Records from a point labeling set:

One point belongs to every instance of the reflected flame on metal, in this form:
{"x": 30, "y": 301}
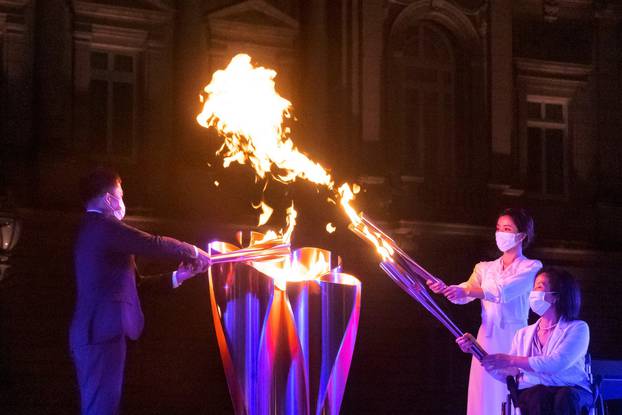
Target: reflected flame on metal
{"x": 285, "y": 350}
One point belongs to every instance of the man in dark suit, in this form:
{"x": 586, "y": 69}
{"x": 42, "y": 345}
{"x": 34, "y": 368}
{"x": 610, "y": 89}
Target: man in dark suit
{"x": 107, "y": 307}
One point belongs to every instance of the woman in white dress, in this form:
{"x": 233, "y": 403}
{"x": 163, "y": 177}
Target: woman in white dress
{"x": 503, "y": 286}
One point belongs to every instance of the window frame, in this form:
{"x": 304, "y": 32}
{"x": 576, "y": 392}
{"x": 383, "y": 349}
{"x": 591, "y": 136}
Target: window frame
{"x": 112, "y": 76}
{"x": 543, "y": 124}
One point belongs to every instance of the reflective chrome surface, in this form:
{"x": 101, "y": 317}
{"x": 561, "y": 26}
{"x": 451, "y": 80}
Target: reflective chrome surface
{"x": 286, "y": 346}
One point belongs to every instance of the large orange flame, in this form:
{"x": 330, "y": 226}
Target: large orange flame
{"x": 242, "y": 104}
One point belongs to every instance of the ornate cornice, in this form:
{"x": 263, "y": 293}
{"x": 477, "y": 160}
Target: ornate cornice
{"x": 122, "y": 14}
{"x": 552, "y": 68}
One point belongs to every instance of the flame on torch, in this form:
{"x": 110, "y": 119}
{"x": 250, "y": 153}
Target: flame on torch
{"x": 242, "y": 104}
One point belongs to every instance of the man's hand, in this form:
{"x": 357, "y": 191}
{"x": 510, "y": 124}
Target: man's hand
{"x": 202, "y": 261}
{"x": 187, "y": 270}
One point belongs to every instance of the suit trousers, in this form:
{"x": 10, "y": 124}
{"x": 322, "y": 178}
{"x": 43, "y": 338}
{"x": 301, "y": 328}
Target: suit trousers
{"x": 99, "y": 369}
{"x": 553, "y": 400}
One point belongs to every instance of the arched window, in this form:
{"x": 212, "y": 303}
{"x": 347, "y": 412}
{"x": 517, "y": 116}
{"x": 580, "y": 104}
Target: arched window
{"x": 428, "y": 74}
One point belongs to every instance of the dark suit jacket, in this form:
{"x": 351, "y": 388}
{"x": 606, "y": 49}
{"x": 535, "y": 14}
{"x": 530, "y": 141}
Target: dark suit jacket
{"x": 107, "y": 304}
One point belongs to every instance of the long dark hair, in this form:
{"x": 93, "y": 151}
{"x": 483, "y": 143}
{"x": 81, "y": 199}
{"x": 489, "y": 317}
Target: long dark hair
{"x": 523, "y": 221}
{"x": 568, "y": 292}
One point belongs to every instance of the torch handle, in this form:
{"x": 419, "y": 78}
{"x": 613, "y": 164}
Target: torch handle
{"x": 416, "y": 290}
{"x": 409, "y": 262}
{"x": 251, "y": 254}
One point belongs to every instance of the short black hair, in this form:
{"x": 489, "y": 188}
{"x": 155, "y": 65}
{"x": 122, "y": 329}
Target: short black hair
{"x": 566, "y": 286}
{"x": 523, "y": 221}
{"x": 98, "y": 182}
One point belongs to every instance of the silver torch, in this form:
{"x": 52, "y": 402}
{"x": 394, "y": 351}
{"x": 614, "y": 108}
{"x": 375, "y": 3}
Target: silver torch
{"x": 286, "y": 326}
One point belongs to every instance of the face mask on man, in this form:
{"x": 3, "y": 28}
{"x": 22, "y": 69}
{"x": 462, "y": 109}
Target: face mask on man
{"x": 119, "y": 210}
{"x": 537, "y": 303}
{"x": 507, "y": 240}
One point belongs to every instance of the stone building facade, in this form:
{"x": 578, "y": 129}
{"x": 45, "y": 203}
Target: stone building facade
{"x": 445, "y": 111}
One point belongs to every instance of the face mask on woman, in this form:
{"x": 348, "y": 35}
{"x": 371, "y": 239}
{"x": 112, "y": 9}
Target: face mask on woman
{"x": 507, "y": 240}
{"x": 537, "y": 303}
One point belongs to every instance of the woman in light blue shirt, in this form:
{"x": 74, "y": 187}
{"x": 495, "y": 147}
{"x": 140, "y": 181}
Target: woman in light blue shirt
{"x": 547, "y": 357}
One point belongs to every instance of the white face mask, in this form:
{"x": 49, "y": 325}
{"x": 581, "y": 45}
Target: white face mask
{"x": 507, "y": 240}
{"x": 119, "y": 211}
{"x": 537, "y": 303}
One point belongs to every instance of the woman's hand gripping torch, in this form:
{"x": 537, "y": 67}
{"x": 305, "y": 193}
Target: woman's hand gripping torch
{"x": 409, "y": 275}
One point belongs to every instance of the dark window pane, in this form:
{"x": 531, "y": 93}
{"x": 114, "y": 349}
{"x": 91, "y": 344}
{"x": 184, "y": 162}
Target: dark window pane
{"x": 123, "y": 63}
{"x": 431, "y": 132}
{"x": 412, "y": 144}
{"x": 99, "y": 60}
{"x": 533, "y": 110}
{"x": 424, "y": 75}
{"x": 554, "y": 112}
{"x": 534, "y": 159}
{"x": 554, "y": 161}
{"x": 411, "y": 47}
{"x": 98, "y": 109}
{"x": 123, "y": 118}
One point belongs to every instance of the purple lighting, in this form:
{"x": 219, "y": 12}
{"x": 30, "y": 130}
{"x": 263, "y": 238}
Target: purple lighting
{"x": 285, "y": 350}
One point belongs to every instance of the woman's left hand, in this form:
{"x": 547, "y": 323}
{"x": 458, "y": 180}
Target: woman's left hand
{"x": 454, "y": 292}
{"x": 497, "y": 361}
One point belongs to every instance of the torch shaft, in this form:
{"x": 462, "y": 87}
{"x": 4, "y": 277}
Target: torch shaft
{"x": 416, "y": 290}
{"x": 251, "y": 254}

__GIVEN INSTRUCTION__.
Excluding the pictures, restate the records above word for word.

__FULL OUTPUT__.
One point belongs to every instance of the reflected flame on metal, in this form:
{"x": 30, "y": 301}
Target: reflected flame on metal
{"x": 285, "y": 350}
One point belongs to every instance of the man in dark suit, in this form:
{"x": 586, "y": 69}
{"x": 42, "y": 345}
{"x": 34, "y": 368}
{"x": 610, "y": 89}
Target: man in dark suit
{"x": 107, "y": 307}
One point belongs to every instance of the woman in white dress, in this form:
{"x": 233, "y": 403}
{"x": 163, "y": 177}
Target: woman in white dress
{"x": 503, "y": 286}
One point belongs to every instance of the window frame, in this form:
{"x": 304, "y": 32}
{"x": 576, "y": 392}
{"x": 383, "y": 349}
{"x": 591, "y": 136}
Target: window frame
{"x": 112, "y": 76}
{"x": 543, "y": 124}
One point belongs to every instance of the reflective chrome surface, in this form:
{"x": 101, "y": 317}
{"x": 561, "y": 26}
{"x": 451, "y": 80}
Target: reflective chrome surface
{"x": 286, "y": 346}
One point belongs to every instance of the large orange flame, in this form:
{"x": 330, "y": 226}
Target: large orange flame
{"x": 242, "y": 104}
One point belongs to every instance of the ornate cornice, in this form:
{"x": 263, "y": 293}
{"x": 477, "y": 160}
Target: ornate cornice
{"x": 122, "y": 14}
{"x": 552, "y": 68}
One point belongs to every instance of the flame on torch, in this form:
{"x": 110, "y": 119}
{"x": 250, "y": 153}
Target: flame on torch
{"x": 242, "y": 104}
One point belongs to every instance of the man's hand, in this form:
{"x": 357, "y": 191}
{"x": 510, "y": 124}
Target: man's hand
{"x": 202, "y": 261}
{"x": 187, "y": 270}
One point belongs to every instance of the suit trousers, in this form:
{"x": 10, "y": 124}
{"x": 322, "y": 178}
{"x": 43, "y": 338}
{"x": 301, "y": 328}
Target: suit trousers
{"x": 99, "y": 369}
{"x": 553, "y": 400}
One point belongs to every instance of the arched window, in this form:
{"x": 212, "y": 303}
{"x": 347, "y": 412}
{"x": 517, "y": 116}
{"x": 580, "y": 104}
Target: arched window
{"x": 428, "y": 74}
One point belongs to every instance of the dark suit jacket, in this form:
{"x": 351, "y": 388}
{"x": 606, "y": 49}
{"x": 535, "y": 14}
{"x": 530, "y": 141}
Target: dark suit jacket
{"x": 107, "y": 304}
One point belongs to every instance of the long dark hair, in this form:
{"x": 93, "y": 151}
{"x": 483, "y": 143}
{"x": 81, "y": 199}
{"x": 489, "y": 317}
Target: long dark hair
{"x": 523, "y": 221}
{"x": 568, "y": 292}
One point belongs to every instance of the torch handle, in this form:
{"x": 419, "y": 78}
{"x": 613, "y": 164}
Target: torch handle
{"x": 416, "y": 290}
{"x": 409, "y": 262}
{"x": 251, "y": 254}
One point belongs to every instance of the short black hair, in this form:
{"x": 489, "y": 188}
{"x": 155, "y": 65}
{"x": 122, "y": 329}
Target: short black hair
{"x": 566, "y": 286}
{"x": 523, "y": 221}
{"x": 98, "y": 182}
One point belongs to every instance of the silver torch, in this form:
{"x": 52, "y": 402}
{"x": 394, "y": 351}
{"x": 614, "y": 108}
{"x": 375, "y": 3}
Target: silver torch
{"x": 286, "y": 326}
One point belongs to every instance of the face mask on man, in this form:
{"x": 3, "y": 28}
{"x": 22, "y": 69}
{"x": 462, "y": 109}
Target: face mask on man
{"x": 119, "y": 210}
{"x": 537, "y": 303}
{"x": 507, "y": 240}
One point belongs to every instance of the stone building facade, in this form:
{"x": 578, "y": 129}
{"x": 45, "y": 203}
Target: stone building facade
{"x": 445, "y": 111}
One point belongs to every instance of the face mask on woman, in this form:
{"x": 348, "y": 35}
{"x": 371, "y": 239}
{"x": 112, "y": 9}
Target: face mask on woman
{"x": 507, "y": 240}
{"x": 537, "y": 303}
One point belongs to every instance of the woman in light blue shirt, in this form:
{"x": 74, "y": 187}
{"x": 495, "y": 147}
{"x": 140, "y": 181}
Target: woman in light blue shirt
{"x": 547, "y": 357}
One point belongs to every instance of the white face mask, in this form:
{"x": 49, "y": 325}
{"x": 581, "y": 45}
Target: white face mask
{"x": 507, "y": 240}
{"x": 119, "y": 211}
{"x": 537, "y": 303}
One point belongs to every instance of the woman's hand gripping torch, in this form:
{"x": 537, "y": 67}
{"x": 305, "y": 193}
Target: woman's hand gripping torch
{"x": 409, "y": 275}
One point belongs to every instance of the dark window pane, in this form:
{"x": 531, "y": 93}
{"x": 114, "y": 349}
{"x": 91, "y": 344}
{"x": 184, "y": 162}
Target: dark window pane
{"x": 123, "y": 63}
{"x": 431, "y": 132}
{"x": 412, "y": 144}
{"x": 99, "y": 60}
{"x": 533, "y": 110}
{"x": 424, "y": 75}
{"x": 554, "y": 112}
{"x": 534, "y": 159}
{"x": 554, "y": 161}
{"x": 411, "y": 47}
{"x": 98, "y": 109}
{"x": 123, "y": 118}
One point belongs to every instance of the purple lighting, in this form:
{"x": 219, "y": 12}
{"x": 30, "y": 130}
{"x": 263, "y": 238}
Target: purple lighting
{"x": 285, "y": 350}
One point belongs to every instance of the woman's left hand, in this form:
{"x": 547, "y": 323}
{"x": 458, "y": 180}
Target: woman's left hand
{"x": 454, "y": 292}
{"x": 497, "y": 361}
One point belongs to every instance of the torch shaft, in this form:
{"x": 462, "y": 87}
{"x": 4, "y": 277}
Target: torch shaft
{"x": 416, "y": 290}
{"x": 251, "y": 254}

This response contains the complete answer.